WHAT IS REQUIRED:
In the records below, rewrite everything from the line containing "If you could tag every instance of the electrical" down to the line containing "point(71, 155)", both ends included, and nothing else. Multiply every coordinate in the answer points by 1.15 and round each to a whole number, halves up, but leave the requests and their sample points as they are.

>> START DATA TO USE

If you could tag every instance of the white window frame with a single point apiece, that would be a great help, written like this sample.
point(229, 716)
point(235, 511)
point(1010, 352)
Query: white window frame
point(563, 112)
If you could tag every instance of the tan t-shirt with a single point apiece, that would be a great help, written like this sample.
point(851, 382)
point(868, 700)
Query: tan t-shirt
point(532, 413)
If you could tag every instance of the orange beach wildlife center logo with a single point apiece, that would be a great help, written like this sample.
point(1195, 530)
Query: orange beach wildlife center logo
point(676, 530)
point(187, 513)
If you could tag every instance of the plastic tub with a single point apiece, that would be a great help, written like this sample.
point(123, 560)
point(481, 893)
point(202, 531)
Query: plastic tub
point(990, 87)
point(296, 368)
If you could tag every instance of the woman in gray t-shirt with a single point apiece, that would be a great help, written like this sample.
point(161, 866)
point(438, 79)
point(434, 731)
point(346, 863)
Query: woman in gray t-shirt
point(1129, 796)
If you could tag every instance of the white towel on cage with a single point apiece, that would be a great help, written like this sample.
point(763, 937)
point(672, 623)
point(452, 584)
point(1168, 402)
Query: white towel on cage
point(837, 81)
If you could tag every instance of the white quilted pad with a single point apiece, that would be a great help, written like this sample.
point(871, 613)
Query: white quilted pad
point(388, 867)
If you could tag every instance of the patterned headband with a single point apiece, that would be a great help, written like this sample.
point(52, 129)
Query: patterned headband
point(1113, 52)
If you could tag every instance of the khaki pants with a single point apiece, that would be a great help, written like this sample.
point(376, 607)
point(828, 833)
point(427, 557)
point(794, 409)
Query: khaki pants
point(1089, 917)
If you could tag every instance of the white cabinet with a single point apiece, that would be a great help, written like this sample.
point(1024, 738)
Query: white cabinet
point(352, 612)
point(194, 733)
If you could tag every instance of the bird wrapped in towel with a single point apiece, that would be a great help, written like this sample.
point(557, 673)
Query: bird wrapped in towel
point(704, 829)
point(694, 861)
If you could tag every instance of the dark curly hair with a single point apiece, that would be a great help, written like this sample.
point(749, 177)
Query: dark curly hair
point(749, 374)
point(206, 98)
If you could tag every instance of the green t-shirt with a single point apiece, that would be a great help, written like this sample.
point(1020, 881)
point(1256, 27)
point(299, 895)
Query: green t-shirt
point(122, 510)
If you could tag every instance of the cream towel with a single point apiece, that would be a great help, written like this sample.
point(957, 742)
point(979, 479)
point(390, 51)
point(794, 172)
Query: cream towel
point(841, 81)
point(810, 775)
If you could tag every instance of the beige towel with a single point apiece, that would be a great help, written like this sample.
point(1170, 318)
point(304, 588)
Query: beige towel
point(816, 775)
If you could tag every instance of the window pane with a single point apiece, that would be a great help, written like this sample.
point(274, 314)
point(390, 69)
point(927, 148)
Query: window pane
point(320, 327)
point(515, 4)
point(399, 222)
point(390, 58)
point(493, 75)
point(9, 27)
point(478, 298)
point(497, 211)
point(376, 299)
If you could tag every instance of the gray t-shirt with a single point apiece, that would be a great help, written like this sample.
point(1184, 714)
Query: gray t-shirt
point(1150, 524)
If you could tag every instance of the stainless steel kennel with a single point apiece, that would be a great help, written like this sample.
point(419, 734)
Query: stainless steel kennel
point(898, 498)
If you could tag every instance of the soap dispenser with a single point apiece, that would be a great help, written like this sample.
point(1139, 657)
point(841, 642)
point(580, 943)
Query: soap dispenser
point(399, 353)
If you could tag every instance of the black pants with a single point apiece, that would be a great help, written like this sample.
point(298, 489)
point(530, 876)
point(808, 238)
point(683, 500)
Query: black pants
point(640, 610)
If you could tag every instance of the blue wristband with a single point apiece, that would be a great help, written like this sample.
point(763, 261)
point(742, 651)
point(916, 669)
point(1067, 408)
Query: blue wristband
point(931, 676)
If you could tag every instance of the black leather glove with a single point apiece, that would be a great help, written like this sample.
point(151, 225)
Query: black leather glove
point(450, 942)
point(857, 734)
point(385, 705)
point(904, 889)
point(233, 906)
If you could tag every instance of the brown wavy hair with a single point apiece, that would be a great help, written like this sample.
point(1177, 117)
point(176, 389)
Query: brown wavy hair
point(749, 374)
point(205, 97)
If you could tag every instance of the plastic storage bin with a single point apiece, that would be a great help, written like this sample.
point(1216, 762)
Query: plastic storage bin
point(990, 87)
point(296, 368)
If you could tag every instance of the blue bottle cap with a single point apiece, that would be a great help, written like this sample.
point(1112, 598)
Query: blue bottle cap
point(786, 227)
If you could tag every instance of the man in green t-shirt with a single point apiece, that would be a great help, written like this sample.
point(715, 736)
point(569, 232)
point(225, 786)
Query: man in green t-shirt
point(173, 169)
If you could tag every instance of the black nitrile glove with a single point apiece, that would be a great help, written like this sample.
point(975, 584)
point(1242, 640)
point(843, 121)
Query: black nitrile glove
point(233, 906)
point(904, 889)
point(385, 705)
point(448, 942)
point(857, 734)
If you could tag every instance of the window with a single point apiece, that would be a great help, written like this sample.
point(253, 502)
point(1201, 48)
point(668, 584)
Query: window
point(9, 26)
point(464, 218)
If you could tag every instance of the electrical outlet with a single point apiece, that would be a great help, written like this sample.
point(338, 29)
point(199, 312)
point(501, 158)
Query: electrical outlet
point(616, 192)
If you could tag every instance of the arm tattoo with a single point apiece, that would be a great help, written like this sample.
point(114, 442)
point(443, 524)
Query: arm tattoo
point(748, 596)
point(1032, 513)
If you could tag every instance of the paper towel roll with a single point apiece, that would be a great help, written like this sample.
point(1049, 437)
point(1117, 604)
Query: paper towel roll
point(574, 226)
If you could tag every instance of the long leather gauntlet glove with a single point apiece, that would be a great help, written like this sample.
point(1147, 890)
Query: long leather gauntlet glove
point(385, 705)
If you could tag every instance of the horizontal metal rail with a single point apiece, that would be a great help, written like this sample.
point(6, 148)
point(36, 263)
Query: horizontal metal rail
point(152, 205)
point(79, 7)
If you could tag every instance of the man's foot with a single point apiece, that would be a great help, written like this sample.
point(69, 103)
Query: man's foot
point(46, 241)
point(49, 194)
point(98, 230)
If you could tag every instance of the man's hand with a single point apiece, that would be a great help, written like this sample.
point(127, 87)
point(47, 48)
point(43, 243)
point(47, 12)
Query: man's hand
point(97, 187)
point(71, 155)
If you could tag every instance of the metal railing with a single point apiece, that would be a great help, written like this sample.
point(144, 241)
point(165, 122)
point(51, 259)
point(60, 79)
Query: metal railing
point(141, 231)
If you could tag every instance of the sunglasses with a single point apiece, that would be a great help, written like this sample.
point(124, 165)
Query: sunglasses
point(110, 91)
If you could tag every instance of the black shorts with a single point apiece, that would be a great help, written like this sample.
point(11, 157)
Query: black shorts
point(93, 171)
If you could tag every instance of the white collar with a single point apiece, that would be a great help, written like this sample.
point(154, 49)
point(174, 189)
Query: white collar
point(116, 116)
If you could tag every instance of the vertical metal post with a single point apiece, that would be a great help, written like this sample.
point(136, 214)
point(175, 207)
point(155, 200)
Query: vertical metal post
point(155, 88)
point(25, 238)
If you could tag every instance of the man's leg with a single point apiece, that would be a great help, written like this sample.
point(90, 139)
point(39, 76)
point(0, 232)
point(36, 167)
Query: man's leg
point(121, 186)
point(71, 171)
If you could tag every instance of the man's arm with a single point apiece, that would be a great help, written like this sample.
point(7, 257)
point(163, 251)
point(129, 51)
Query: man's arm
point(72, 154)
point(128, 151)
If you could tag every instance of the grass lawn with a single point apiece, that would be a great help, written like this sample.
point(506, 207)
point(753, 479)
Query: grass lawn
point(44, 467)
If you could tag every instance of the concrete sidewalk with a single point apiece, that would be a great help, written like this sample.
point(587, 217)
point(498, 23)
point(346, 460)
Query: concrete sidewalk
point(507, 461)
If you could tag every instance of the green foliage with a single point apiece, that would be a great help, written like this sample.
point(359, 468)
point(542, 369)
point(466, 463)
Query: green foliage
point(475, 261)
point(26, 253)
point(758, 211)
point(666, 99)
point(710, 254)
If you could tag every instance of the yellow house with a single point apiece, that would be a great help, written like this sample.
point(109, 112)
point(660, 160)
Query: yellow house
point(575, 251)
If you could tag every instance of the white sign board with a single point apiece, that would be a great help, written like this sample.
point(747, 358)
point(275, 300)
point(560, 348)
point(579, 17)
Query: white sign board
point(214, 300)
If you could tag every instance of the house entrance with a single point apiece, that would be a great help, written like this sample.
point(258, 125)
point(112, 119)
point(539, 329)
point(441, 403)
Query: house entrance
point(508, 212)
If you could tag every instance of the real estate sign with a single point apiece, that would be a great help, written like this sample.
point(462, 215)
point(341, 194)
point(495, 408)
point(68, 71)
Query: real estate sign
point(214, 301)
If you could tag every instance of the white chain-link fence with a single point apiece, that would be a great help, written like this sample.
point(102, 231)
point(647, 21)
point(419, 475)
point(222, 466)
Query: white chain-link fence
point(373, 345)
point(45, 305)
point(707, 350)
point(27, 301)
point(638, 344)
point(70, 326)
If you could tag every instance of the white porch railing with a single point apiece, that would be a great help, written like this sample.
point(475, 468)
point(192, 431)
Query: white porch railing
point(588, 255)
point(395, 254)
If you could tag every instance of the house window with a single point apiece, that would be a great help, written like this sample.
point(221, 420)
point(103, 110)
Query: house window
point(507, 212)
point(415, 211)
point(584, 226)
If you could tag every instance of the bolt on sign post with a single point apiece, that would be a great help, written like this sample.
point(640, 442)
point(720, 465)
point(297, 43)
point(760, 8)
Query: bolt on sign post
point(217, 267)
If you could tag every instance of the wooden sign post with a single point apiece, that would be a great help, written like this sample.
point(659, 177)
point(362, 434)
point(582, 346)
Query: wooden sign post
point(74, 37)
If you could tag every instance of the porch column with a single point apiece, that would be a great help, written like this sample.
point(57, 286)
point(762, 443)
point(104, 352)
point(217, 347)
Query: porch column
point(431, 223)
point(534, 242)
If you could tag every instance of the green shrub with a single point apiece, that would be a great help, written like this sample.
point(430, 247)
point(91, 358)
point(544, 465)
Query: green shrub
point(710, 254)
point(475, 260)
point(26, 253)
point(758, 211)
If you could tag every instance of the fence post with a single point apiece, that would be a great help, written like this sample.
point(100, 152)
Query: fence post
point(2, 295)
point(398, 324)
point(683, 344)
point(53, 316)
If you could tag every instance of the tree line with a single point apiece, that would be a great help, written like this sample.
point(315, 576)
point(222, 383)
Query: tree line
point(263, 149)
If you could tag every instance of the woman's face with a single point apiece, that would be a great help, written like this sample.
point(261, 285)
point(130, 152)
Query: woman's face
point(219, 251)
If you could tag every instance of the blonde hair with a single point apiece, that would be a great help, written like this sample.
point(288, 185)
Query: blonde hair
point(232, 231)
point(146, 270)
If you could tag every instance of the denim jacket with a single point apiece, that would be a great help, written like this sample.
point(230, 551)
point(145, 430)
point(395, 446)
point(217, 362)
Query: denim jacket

>> END DATA TO USE

COMPLETE OUTPUT:
If you could tag every instance of the electrical outlet with a single point apiece, that would be a great help, written like this sample.
point(338, 29)
point(199, 312)
point(501, 158)
Query: electrical outlet
point(708, 221)
If you could tag every instance of the arm tattoo with a single point apiece, that would be a great help, written like this sample.
point(114, 442)
point(443, 524)
Query: arm tattoo
point(860, 685)
point(1187, 590)
If you could tag every instance of the paper towel roll with a single point apiece, that would be a great help, written like this sample.
point(1049, 437)
point(1117, 604)
Query: paper towel roll
point(660, 260)
If you could tag every instance of the long leather gauntlet glove with a single point apiece, that would be a great help, written like this sample.
point(1147, 890)
Query: long leather gauntlet glove
point(443, 811)
If you could tag every instance of the horizontal metal rail with a single point apiece, that would be a great help, written like this sample.
point(6, 148)
point(36, 263)
Query: horizontal metal rail
point(175, 236)
point(91, 8)
If you could tag every instance of the man's foot with a single point apiece, that would be a great help, written like this sample.
point(69, 103)
Query: man's foot
point(53, 277)
point(56, 223)
point(113, 265)
If you could tag every instance of the man's hand with a single point apiece, that would be a great help, written like this sample.
point(127, 87)
point(47, 48)
point(43, 243)
point(47, 12)
Query: man's hand
point(112, 215)
point(82, 178)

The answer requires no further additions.